* _EXCERPTED TEXT_
_ _ _ _

He labored for the love of God. And he didn’t do it because he was a nice guy or because he wanted to have street cred for his next job, but because it was what God asked him to do. He was very clear about that, and he was relentless in building the kingdom of God in this mess of a world.

That’s why his move to EWTN this year was such a big deal. By what clearly seemed to be God’s initiative, he was moving from the Knights of Columbus, founded by a likely saint, to EWTN, also founded by a possible future saint, Mother Angelica. I saw firsthand how he trusted that they would keep him on the right path with their intercession. 

When he made the move, we thought God was preparing to help lead us in a time when the forces of evil were working overtime to cause confusion and evil. 

When he got the leukemia diagnosis the same month he took the new job, we told ourselves that this was obviously to purify and strengthen him. We thought about the fight ahead. Instead it seems it was to prepare him to die, to bring him to a final passion earlier than expected. 

I do not like when people say that someone who has died is in a better place (please, when I die, do not say that). We have to be prepared for heaven. But I can now add Andrew to the list of the saints who stalked me.

He made me better. I look back now and realize that our conversations were about heaven. They were about being who God made us to be, so that we could be with him for eternity and bring as many people along with us as possible.

In some of our final conversations, he was more detached than ever about what the future would hold, including who might win an election. He loathed the idea of his children and Maureen being without him, but he was at peace, believing that God knows what he is doing. 

I think that’s what I loved the most about Andrew. He was always solving problems with his brilliant mind, but when it came to the most important things, my amazing friend radiated humility.

Inside the chapel of the revelation of Jesus Margaret Mary Alacoque in Paray Le Monial, France. (Shutterstock)

All of this brings me back to a passage from Mother Cabrini’s travel diaries, writing home to her sisters in Europe. She was talking about their congregation’s patron, St. Margaret Mary Alacoque, to whom Jesus gave the devotion of the Sacred Heart, when she wrote that “truly faithful and loving souls are not discouraged. Thus, our Margaret, knowing that the work she was chosen to establish came from heaven, lost neither her confidence nor her courage.”

_ _ _ _

* _TASK BRIEF_
From the remembrance of Andrew, write out the passage between "That’s why his" and "confusion and evil.", inclusive.

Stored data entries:

_ _ _ _

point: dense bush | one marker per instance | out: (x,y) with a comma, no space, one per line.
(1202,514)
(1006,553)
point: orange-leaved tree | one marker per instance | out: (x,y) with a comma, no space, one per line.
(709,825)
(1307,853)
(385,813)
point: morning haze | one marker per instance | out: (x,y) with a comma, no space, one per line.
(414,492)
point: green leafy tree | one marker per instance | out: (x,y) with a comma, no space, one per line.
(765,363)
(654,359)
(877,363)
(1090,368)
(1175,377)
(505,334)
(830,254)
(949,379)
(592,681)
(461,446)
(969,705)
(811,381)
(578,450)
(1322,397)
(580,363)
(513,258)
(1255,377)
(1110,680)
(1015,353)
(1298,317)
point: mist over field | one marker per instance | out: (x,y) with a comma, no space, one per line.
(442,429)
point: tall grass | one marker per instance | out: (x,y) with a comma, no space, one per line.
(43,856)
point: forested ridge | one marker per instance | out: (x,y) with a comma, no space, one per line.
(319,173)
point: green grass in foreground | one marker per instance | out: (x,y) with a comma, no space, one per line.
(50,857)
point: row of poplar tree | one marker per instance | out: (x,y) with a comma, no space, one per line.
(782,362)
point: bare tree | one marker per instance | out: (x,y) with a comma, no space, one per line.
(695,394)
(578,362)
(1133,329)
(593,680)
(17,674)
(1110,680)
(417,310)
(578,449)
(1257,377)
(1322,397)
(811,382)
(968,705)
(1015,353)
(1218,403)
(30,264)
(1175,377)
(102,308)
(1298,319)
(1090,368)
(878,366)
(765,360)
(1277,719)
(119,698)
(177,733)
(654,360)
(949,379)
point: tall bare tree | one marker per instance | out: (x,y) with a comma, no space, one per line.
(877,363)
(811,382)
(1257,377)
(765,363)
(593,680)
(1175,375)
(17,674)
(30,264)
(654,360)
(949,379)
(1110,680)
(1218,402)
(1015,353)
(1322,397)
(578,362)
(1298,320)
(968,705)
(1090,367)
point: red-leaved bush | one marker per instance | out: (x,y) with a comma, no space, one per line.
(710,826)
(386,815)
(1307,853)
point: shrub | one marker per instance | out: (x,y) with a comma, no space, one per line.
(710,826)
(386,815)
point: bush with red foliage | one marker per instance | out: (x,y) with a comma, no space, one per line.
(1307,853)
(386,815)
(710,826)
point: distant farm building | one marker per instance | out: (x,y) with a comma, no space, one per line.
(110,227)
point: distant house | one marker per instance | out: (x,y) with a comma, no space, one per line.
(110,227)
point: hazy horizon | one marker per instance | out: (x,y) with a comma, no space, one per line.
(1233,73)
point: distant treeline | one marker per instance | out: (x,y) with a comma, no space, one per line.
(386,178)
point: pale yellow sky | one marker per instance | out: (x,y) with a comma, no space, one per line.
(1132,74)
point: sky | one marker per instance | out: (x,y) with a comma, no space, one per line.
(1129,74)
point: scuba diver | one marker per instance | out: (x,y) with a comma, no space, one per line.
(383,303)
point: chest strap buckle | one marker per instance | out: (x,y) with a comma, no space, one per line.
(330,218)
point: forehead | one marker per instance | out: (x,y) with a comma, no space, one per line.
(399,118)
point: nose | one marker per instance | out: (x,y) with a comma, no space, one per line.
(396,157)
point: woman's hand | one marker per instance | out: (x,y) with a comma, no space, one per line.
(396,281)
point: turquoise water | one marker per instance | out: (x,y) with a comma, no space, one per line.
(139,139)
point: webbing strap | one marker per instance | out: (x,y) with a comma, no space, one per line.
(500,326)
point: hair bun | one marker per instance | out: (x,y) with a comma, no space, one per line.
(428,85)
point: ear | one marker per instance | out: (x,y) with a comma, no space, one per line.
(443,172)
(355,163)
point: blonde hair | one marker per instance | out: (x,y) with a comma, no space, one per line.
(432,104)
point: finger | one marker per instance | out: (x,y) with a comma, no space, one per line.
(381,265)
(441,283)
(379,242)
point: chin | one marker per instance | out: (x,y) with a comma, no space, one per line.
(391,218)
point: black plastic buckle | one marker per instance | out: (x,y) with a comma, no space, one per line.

_ _ _ _

* _SOLUTION_
That’s why his move to EWTN this year was such a big deal. By what clearly seemed to be God’s initiative, he was moving from the Knights of Columbus, founded by a likely saint, to EWTN, also founded by a possible future saint, Mother Angelica. I saw firsthand how he trusted that they would keep him on the right path with their intercession. 

When he made the move, we thought God was preparing to help lead us in a time when the forces of evil were working overtime to cause confusion and evil.